Input data:
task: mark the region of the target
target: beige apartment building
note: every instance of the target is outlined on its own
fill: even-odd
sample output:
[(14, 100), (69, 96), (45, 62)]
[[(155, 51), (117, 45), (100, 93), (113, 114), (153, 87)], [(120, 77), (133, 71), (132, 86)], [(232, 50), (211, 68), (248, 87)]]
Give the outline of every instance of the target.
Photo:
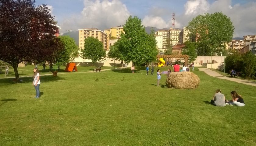
[(79, 47), (80, 49), (83, 49), (84, 45), (84, 40), (88, 37), (93, 37), (98, 39), (103, 43), (104, 49), (108, 49), (107, 37), (107, 34), (97, 28), (85, 28), (79, 29)]
[(181, 43), (180, 39), (180, 33), (182, 30), (180, 29), (172, 29), (171, 28), (169, 30), (161, 30), (156, 32), (156, 35), (163, 36), (163, 49), (167, 49), (164, 46), (167, 43), (166, 40), (168, 38), (171, 39), (171, 43), (172, 46), (178, 43)]
[(120, 26), (113, 27), (108, 28), (106, 30), (104, 30), (104, 32), (107, 34), (108, 37), (112, 36), (116, 37), (117, 38), (120, 38), (121, 32), (124, 33), (123, 30), (123, 28)]

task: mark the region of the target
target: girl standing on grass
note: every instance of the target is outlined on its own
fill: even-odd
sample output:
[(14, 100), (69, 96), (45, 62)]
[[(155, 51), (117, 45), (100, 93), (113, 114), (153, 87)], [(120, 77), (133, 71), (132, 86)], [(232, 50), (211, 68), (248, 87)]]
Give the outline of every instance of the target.
[(161, 79), (161, 74), (162, 72), (160, 72), (160, 70), (157, 70), (157, 72), (156, 73), (157, 75), (157, 86), (159, 86), (159, 84), (160, 83), (160, 79)]
[(233, 106), (236, 105), (238, 106), (244, 106), (244, 99), (241, 96), (239, 95), (235, 91), (231, 91), (230, 92), (231, 97), (232, 97), (232, 101), (227, 101), (230, 105)]
[(33, 70), (34, 71), (34, 81), (33, 81), (33, 85), (36, 89), (36, 95), (35, 97), (36, 98), (38, 98), (40, 96), (40, 91), (39, 91), (39, 87), (40, 86), (40, 74), (39, 73), (39, 70), (37, 68), (35, 68)]

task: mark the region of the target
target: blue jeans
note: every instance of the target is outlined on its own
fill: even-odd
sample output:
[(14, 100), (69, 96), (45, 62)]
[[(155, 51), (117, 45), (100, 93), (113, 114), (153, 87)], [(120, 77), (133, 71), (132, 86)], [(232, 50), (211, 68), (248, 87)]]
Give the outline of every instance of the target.
[(39, 86), (40, 86), (40, 84), (37, 84), (37, 85), (36, 86), (35, 85), (34, 85), (34, 87), (35, 87), (35, 89), (36, 89), (36, 93), (37, 95), (36, 97), (39, 98), (40, 96), (40, 91), (39, 91)]

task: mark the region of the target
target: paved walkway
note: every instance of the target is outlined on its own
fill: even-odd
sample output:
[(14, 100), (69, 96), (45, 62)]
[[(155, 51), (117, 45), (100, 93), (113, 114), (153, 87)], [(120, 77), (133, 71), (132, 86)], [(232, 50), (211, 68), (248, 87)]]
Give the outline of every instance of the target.
[[(121, 68), (126, 68), (127, 67), (120, 67), (120, 68), (116, 68), (116, 69), (120, 69)], [(111, 70), (112, 69), (102, 69), (101, 71), (101, 71), (107, 71), (108, 70)], [(79, 71), (77, 71), (77, 72), (72, 72), (73, 73), (89, 73), (89, 72), (95, 72), (95, 71), (85, 71), (85, 72), (79, 72)], [(60, 73), (58, 73), (58, 75), (62, 75), (62, 74), (69, 74), (70, 73), (70, 72), (60, 72)], [(43, 74), (43, 75), (41, 75), (41, 76), (46, 76), (46, 75), (52, 75), (52, 73), (51, 73), (50, 74)], [(27, 75), (27, 76), (20, 76), (19, 77), (20, 77), (20, 78), (26, 78), (26, 77), (33, 77), (33, 75)], [(14, 77), (3, 77), (3, 78), (0, 78), (0, 79), (1, 79), (1, 78), (15, 78), (15, 76), (14, 76)]]
[(243, 80), (237, 78), (235, 77), (229, 77), (222, 75), (218, 72), (212, 71), (212, 70), (207, 68), (198, 68), (199, 70), (203, 71), (206, 73), (207, 75), (214, 77), (216, 77), (222, 79), (229, 80), (238, 83), (242, 83), (251, 86), (256, 86), (256, 82), (252, 81), (250, 81), (249, 80)]

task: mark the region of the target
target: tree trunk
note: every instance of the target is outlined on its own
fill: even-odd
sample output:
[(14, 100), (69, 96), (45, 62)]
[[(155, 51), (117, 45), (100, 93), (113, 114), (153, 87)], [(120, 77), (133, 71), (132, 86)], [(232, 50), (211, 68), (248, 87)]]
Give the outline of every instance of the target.
[(14, 70), (14, 73), (15, 74), (15, 82), (16, 83), (20, 82), (20, 77), (19, 76), (19, 72), (18, 72), (18, 64), (14, 63), (12, 65)]

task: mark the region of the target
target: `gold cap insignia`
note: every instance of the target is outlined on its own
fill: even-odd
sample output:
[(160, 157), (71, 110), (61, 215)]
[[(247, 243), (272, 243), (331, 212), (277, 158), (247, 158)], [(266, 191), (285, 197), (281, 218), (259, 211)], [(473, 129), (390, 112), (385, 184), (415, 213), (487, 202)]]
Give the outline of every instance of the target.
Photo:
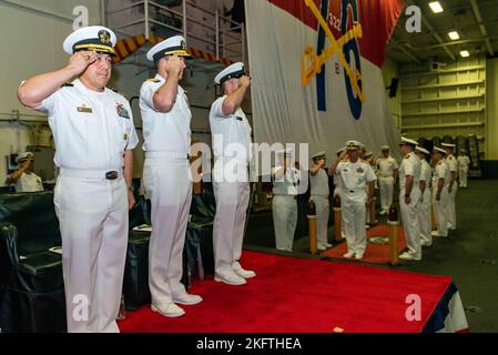
[(99, 39), (102, 43), (111, 43), (111, 33), (105, 30), (99, 31)]

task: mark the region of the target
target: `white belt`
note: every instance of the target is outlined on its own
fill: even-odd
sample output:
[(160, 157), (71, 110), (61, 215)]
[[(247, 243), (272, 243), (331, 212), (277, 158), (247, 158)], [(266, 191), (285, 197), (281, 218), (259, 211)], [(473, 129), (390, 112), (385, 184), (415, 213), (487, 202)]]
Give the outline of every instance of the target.
[(60, 176), (75, 178), (75, 179), (91, 179), (91, 180), (118, 180), (123, 178), (122, 169), (110, 170), (82, 170), (82, 169), (67, 169), (61, 168)]
[(174, 160), (189, 160), (187, 153), (180, 152), (145, 152), (146, 159), (174, 159)]
[(284, 194), (277, 194), (277, 193), (275, 193), (274, 194), (275, 195), (275, 197), (287, 197), (287, 199), (293, 199), (293, 200), (297, 200), (297, 195), (284, 195)]
[(348, 190), (348, 189), (342, 189), (343, 192), (347, 192), (347, 193), (356, 193), (356, 192), (362, 192), (365, 193), (365, 189), (354, 189), (354, 190)]
[(237, 159), (234, 156), (214, 156), (214, 163), (216, 163), (216, 161), (222, 160), (222, 161), (235, 161), (242, 165), (248, 165), (248, 161), (246, 159)]

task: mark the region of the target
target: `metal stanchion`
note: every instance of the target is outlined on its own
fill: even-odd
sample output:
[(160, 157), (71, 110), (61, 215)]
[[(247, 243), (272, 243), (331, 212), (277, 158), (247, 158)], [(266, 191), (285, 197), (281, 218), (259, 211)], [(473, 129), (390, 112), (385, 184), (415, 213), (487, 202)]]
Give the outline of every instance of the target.
[(343, 215), (341, 209), (341, 197), (335, 195), (334, 197), (334, 240), (335, 243), (341, 243), (343, 241), (342, 235), (343, 230)]
[(389, 265), (397, 266), (399, 265), (399, 255), (398, 255), (398, 226), (399, 226), (399, 217), (398, 211), (396, 210), (395, 204), (393, 203), (389, 209), (389, 214), (387, 217), (387, 224), (389, 225)]
[(316, 245), (316, 206), (315, 202), (313, 200), (309, 200), (308, 203), (308, 226), (309, 226), (309, 252), (312, 255), (315, 255), (317, 252), (317, 245)]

Given exercise: Can you convert all the records above into one numbered list of their lines, dropping the blank lines and leaving out the pictures?

Finished task:
1. task: mark the region of the target
2. target: beige apartment building
3. note: every instance of the target is outlined on its own
4. fill: even-odd
5. sample output:
6. [(14, 100), (69, 96), (45, 62)]
7. [[(155, 51), (117, 45), (100, 93), (113, 114), (153, 87)], [(120, 77), (133, 71), (132, 86)], [(232, 50), (211, 68), (248, 87)]]
8. Give the outline of every instance of the target.
9. Photo:
10. [(79, 47), (80, 49), (83, 49), (84, 45), (84, 40), (88, 37), (93, 37), (98, 39), (103, 43), (104, 49), (108, 49), (107, 37), (107, 34), (97, 28), (85, 28), (79, 29)]
11. [(181, 43), (180, 39), (180, 33), (182, 30), (180, 29), (172, 29), (171, 28), (169, 30), (161, 30), (156, 32), (156, 35), (163, 36), (163, 49), (167, 49), (164, 46), (167, 43), (166, 40), (168, 38), (171, 39), (171, 43), (172, 46), (178, 43)]
12. [(120, 26), (113, 27), (108, 28), (106, 30), (104, 30), (104, 32), (107, 34), (108, 37), (112, 36), (116, 37), (117, 38), (120, 38), (121, 32), (124, 33), (123, 30), (123, 28)]
13. task: mark the region of the target
14. target: girl standing on grass
15. note: every instance of the target is outlined on its own
16. fill: even-odd
17. sample output:
18. [(14, 100), (69, 96), (45, 62)]
19. [[(155, 51), (117, 45), (100, 93), (113, 114), (153, 87)], [(120, 77), (133, 71), (132, 86)], [(232, 50), (211, 68), (248, 87)]]
20. Give the outline of every instance of the target.
21. [(161, 79), (161, 74), (162, 72), (160, 72), (160, 70), (157, 70), (157, 72), (156, 73), (157, 75), (157, 86), (159, 86), (159, 84), (160, 83), (160, 79)]
22. [(233, 106), (236, 105), (238, 106), (244, 106), (244, 99), (241, 96), (239, 95), (235, 91), (231, 91), (230, 92), (231, 97), (232, 97), (232, 101), (227, 101), (230, 105)]
23. [(33, 70), (34, 71), (34, 81), (33, 81), (33, 85), (36, 89), (36, 95), (35, 97), (36, 98), (38, 98), (40, 96), (40, 91), (39, 91), (39, 87), (40, 86), (40, 74), (39, 73), (39, 70), (37, 68), (35, 68)]
24. task: mark the region of the target
25. target: blue jeans
26. note: every instance of the target is outlined on its own
27. fill: even-odd
28. sample output:
29. [(14, 100), (69, 96), (45, 62)]
30. [[(155, 51), (117, 45), (100, 93), (113, 114), (153, 87)], [(120, 77), (133, 71), (132, 86)], [(232, 50), (211, 68), (248, 87)]]
31. Give the outline of every instance of the target.
32. [(39, 86), (40, 86), (40, 84), (37, 84), (37, 85), (36, 86), (35, 85), (34, 85), (34, 87), (35, 87), (35, 89), (36, 89), (36, 93), (37, 95), (36, 97), (39, 98), (40, 96), (40, 91), (39, 91)]
33. task: mark the region of the target
34. target: paved walkway
35. note: every instance of the target is outlined on its own
36. fill: even-odd
37. sample output:
38. [(14, 100), (69, 96), (45, 62)]
39. [[(155, 51), (117, 45), (100, 93), (113, 114), (153, 87)], [(120, 77), (133, 71), (132, 86)], [(232, 50), (211, 68), (248, 87)]]
40. Give the outline of every instance of the target.
41. [[(121, 68), (126, 68), (127, 67), (120, 67), (120, 68), (116, 68), (116, 69), (120, 69)], [(111, 70), (112, 69), (102, 69), (101, 71), (101, 71), (107, 71), (108, 70)], [(79, 71), (77, 71), (77, 72), (72, 72), (73, 73), (89, 73), (89, 72), (95, 72), (95, 71), (85, 71), (85, 72), (79, 72)], [(60, 73), (58, 73), (58, 75), (62, 75), (62, 74), (69, 74), (70, 73), (70, 72), (60, 72)], [(43, 74), (43, 75), (41, 75), (41, 76), (46, 76), (46, 75), (52, 75), (52, 73), (51, 73), (50, 74)], [(27, 75), (27, 76), (20, 76), (19, 77), (20, 77), (20, 78), (26, 78), (26, 77), (33, 77), (33, 75)], [(14, 77), (3, 77), (3, 78), (0, 78), (0, 79), (1, 79), (1, 78), (15, 78), (15, 76), (14, 76)]]
42. [(243, 80), (237, 78), (235, 77), (229, 77), (222, 75), (218, 72), (212, 71), (212, 70), (207, 68), (198, 68), (199, 70), (203, 71), (206, 73), (207, 75), (214, 77), (216, 77), (222, 79), (229, 80), (238, 83), (242, 83), (251, 86), (256, 86), (256, 82), (252, 81), (250, 81), (249, 80)]
43. task: mark the region of the target
44. target: tree trunk
45. note: every instance of the target is outlined on its own
46. fill: even-odd
47. sample output:
48. [(14, 100), (69, 96), (45, 62)]
49. [[(155, 51), (117, 45), (100, 93), (113, 114), (153, 87)], [(120, 77), (133, 71), (132, 86)], [(232, 50), (211, 68), (248, 87)]]
50. Give the outline of every instance of the target.
51. [(14, 70), (14, 73), (15, 74), (15, 82), (16, 83), (20, 82), (20, 77), (19, 76), (19, 72), (18, 72), (18, 64), (14, 63), (12, 65)]
52. task: mark the region of the target
53. target: `gold cap insignia`
54. note: every instance of the target is outlined on its own
55. fill: even-odd
56. sample output:
57. [(160, 157), (71, 110), (61, 215)]
58. [[(247, 243), (272, 243), (331, 212), (277, 158), (247, 158)], [(266, 191), (285, 197), (281, 218), (259, 211)], [(473, 129), (390, 112), (385, 184), (415, 213), (487, 202)]]
59. Give the outline of every instance of the target.
60. Photo:
61. [(99, 39), (102, 43), (111, 43), (111, 33), (105, 30), (99, 31)]
62. task: mark the region of the target
63. target: `white belt`
64. note: every instance of the target is outlined on its own
65. fill: even-odd
66. sample output:
67. [(160, 157), (71, 110), (61, 215)]
68. [[(247, 243), (272, 243), (331, 212), (277, 158), (247, 158)], [(266, 191), (285, 197), (281, 218), (259, 211)], [(473, 129), (390, 112), (385, 184), (415, 213), (487, 202)]]
69. Give the outline of every instance of the target.
70. [(60, 176), (75, 178), (75, 179), (91, 179), (91, 180), (118, 180), (123, 178), (122, 169), (110, 170), (82, 170), (82, 169), (67, 169), (61, 168)]
71. [(174, 160), (189, 160), (187, 153), (180, 152), (145, 152), (146, 159), (174, 159)]
72. [(284, 194), (277, 194), (277, 193), (275, 193), (274, 194), (275, 195), (275, 197), (287, 197), (287, 199), (293, 199), (293, 200), (297, 200), (297, 195), (284, 195)]
73. [(348, 190), (348, 189), (342, 189), (343, 192), (347, 192), (347, 193), (356, 193), (356, 192), (362, 192), (365, 193), (365, 189), (354, 189), (354, 190)]
74. [(237, 159), (234, 156), (214, 156), (214, 163), (216, 163), (216, 161), (222, 160), (222, 161), (235, 161), (242, 165), (248, 165), (248, 161), (246, 159)]
75. task: mark the region of the target
76. target: `metal stanchion`
77. note: every instance of the target is outlined on its own
78. fill: even-odd
79. sample output:
80. [(160, 157), (71, 110), (61, 215)]
81. [[(247, 243), (272, 243), (331, 212), (277, 158), (247, 158)], [(266, 191), (285, 197), (281, 218), (259, 211)], [(473, 129), (390, 112), (385, 184), (415, 213), (487, 202)]]
82. Give the outline of every instance of the target.
83. [(343, 215), (341, 209), (341, 197), (335, 195), (334, 197), (334, 240), (335, 243), (341, 243), (343, 241), (342, 235), (343, 230)]
84. [(389, 265), (397, 266), (399, 265), (399, 255), (398, 255), (398, 226), (399, 226), (399, 217), (398, 211), (396, 210), (395, 204), (393, 203), (389, 209), (389, 214), (387, 217), (387, 224), (389, 225)]
85. [(316, 245), (316, 206), (315, 202), (313, 200), (309, 200), (308, 203), (308, 226), (309, 226), (309, 252), (312, 255), (315, 255), (317, 252), (317, 245)]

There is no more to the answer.